• **Excerpt to read**:
────

The research led by the South Australian Health and Medical Research Institute (SAHMRI) and the University of Adelaide has uncovered a significant hurdle for realising the potential benefits of gene editing in embryos.
It provides an alternative explanation following a North American study published last year that seemed to demonstrate gene editing in human embryos was highly effective in repairing a defective gene in a majority of the embryos.
Gene editing is the process of cutting specific regions of a cell’s genetic material with molecular scissors, and then “repairing” the cut by altering the target DNA sequence, resulting in a specific change or “edit.”
The South Australian team, led by Professor Paul Thomas, discovered the process of repairing the cut could sometimes lead to a significant loss of DNA, meaning function to the faulty gene could not be restored.
This research provides an alternative explanation to the North American study, showing rather than gene editing fixing small errors, much larger errors could instead be created.
“Gene editing technology is still relatively new, and part of this field of research includes understanding the flaws, which will ultimately allow us to develop the safest possible therapies for genetic conditions,” Professor Thomas said.

────

• **Tasks to perform**:
(a) In the gene editing article, who led the South Australian team?
(b) Please write the next part of the gene editing article, picking up after its final sentence.
The records that come next are separate material and have no connection to the gene editing article.

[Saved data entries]
────

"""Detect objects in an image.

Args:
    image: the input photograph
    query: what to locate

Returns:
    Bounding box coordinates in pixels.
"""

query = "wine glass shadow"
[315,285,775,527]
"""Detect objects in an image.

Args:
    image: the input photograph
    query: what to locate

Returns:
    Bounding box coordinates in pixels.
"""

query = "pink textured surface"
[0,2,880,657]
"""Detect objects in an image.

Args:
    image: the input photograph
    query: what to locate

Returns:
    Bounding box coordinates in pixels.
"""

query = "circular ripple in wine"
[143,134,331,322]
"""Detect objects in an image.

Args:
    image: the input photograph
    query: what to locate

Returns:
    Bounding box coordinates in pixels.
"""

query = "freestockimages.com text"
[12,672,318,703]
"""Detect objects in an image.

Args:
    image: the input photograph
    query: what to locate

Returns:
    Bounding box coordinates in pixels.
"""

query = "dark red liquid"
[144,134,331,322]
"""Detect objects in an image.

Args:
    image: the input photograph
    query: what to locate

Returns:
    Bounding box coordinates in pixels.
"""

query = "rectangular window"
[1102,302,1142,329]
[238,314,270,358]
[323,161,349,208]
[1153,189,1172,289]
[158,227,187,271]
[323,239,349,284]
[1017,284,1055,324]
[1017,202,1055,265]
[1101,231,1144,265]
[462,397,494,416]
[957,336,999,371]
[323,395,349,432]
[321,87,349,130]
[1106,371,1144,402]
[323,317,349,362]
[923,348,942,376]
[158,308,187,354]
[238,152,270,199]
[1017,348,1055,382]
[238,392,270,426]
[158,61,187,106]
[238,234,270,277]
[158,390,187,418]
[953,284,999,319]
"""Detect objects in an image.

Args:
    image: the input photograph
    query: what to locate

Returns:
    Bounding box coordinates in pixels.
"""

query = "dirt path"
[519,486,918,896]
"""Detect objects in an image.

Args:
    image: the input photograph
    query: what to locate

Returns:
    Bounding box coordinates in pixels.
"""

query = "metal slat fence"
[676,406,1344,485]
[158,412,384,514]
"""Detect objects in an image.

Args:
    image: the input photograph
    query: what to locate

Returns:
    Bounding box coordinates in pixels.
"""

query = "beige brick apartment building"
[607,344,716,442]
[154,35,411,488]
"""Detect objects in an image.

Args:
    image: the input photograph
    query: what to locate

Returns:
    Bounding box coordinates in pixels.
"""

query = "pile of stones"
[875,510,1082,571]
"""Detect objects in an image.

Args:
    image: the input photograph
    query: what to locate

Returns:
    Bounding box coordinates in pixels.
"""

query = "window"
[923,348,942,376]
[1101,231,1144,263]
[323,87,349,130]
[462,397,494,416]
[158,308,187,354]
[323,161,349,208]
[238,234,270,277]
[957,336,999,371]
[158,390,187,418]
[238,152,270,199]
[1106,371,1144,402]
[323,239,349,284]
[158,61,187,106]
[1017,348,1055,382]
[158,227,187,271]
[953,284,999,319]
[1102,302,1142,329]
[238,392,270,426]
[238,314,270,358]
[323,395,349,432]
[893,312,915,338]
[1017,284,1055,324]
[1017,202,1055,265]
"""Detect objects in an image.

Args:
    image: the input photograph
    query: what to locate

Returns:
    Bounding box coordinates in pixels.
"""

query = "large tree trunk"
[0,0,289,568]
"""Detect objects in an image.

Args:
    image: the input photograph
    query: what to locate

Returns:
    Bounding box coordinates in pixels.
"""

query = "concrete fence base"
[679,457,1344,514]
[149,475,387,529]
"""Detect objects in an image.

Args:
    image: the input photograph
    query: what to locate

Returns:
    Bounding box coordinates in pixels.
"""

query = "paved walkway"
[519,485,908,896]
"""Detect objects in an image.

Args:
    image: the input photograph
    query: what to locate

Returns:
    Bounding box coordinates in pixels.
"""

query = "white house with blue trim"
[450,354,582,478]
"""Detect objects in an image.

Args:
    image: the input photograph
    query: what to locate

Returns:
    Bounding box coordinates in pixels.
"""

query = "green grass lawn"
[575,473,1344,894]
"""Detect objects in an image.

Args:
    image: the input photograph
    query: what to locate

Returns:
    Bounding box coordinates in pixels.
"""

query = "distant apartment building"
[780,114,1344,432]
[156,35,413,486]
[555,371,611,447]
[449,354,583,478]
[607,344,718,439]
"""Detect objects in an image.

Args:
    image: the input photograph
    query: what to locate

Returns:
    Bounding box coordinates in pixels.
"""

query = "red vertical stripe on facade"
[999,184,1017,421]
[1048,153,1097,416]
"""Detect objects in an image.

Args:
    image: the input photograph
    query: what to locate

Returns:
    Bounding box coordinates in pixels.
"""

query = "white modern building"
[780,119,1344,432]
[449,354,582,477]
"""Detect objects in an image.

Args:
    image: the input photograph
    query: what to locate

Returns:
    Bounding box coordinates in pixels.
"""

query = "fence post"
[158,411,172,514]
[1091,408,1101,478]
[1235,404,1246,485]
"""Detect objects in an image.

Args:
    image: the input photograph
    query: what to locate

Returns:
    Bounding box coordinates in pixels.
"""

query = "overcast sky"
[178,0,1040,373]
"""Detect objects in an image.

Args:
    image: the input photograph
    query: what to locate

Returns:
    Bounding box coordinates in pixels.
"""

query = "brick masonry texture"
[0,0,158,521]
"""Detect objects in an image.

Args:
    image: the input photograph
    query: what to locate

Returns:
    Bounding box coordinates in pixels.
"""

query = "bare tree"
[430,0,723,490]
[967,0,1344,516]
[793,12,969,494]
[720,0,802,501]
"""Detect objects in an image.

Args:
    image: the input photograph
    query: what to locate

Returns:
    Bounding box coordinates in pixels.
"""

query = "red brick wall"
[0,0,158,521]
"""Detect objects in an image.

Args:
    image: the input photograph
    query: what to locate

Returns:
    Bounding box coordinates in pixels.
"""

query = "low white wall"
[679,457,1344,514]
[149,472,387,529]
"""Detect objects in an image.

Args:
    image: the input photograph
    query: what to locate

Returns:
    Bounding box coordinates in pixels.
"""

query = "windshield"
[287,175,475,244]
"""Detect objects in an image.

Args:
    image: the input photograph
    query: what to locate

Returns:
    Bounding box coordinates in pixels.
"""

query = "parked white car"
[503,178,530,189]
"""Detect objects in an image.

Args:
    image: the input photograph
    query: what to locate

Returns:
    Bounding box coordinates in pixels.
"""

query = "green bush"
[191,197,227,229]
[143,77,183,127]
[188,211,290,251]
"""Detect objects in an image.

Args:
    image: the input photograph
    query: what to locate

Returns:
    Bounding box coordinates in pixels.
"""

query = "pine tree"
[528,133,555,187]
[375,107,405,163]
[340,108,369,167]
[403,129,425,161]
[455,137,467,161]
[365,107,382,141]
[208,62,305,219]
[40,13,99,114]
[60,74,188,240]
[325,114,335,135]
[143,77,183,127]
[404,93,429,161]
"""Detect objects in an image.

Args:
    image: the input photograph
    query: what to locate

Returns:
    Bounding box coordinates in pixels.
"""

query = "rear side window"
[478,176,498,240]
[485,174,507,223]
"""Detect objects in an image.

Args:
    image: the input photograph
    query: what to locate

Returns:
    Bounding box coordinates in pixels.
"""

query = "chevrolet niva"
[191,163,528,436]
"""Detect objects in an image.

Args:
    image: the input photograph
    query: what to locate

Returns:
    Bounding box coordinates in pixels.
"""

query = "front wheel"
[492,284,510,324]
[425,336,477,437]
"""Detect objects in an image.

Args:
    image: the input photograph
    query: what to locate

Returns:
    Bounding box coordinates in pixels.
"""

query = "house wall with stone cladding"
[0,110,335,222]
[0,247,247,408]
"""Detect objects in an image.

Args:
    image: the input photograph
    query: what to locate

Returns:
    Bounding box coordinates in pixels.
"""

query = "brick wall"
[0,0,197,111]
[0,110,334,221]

────

• **Responses by task**:
(a) Professor Paul Thomas.

(b)
“Understanding the fundamental mechanisms by which these tools work are important advancements for research and for clinical translation to treat a host of genetic diseases.”
Professor Thomas and Dr Fatwa Adikusuma, the paper’s first author, replicated the North American study on mouse embryos, which closely replicate the development of human zygotes.
Australia has strict legislation against using gene editing in human embryos.
“We looked beyond the small deletions, exploring larger areas of DNA,” Dr Adikusuma said.
“When we searched a wider area, we found that repair of the DNA break generated by molecular scissors resulted in deletion of large stretches of DNA.”
Gene editing technology with molecular scissors, or CRISPR-Cas9 as they are scientifically known, are being used in studies to cure muscular dystrophy in mice and a number of clinical trials are also underway to test gene editing therapies for several cancers and blood diseases.